Exercise details: Carry on the passage about training agency staff in the trauma-informed Sanctuary Model, starting right after the sentence that ends "the best way to learn anywhere."

The agency was full of dedicated talented staff yet they often worked from different perspectives. Our dilemma was that like most agencies, there was a small training team and training all staff was beyond a training department. So we thought outside the box. We had trauma-informed training in the Sanctuary Model with a core group representing all parts of the agency-cafeteria, maintenance, teachers, administrators, leaders, finance, public relations et al.
This core group devised group training wherein small groups trained other small groups. It was a version of “speed dating” moving from a table that taught core trauma-informed values to another table that taught or demonstrated or used problem based learning or role plays. The
learning component developed as participatory learning. We learned by doing, practicing, and modeling. The people of the mountain community were astonishingly creative. Their region has always excelled in native folk arts -fiddling, dulcimers, dancing, weaving, carving, building, potting, storytelling and more. All of these arts were present in our trauma-informed community. We even used horses as trainers in our equine therapy program. One of our values is social learning which is learning from each other and in new ways. The horses helped us to relax. They only trained when they were relaxed and felt a sense of safety and trust, which is the best way to learn anywhere.

Stored data entries:
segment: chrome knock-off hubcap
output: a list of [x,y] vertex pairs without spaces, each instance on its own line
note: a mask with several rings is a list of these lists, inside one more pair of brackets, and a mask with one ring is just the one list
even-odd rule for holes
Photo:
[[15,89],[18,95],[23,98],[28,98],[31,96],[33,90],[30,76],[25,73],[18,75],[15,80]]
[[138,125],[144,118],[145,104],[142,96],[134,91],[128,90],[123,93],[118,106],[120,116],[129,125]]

Answer space:
A significant milestone in this belonging and learning journey was the joining of THe Crossnore School with The Children’s Home in Winston-Salem, NC. This was a major step in becoming a community-of communities with the addition of another campus with its own history of faith-based care and support for children. Once again, my personal history was revisited as Winston-Salem is where I also had family, attended summer camp, and where I found a meaningful place of worship at a local church years ago. The two agencies merged in 2017 and became what is now known as Crossnore Communities for Children.
Crossnore excelled in its implementation of the Sanctuary Model and has maintained certification as a trauma-informed organization through the years. Our organization’s origin story and the 100+ years of hope and healing offered a strong base for the creation of the Center for Trauma Resilient Communities (CTRC) in 2018.
New ideas were exemplified in the leadership of Brett Loftis who brought the skills of a children’s rights lawyer and who had a vision for implementation of new ideas in the caring and healing of children and youth. Brett invited me and my colleague and training partner, Beatriz Vides to join him in becoming co-founders of CTRC. Since its founding, CTRC has engaged with over 150 agencies across six states to embed and embody trauma resilience in their communities.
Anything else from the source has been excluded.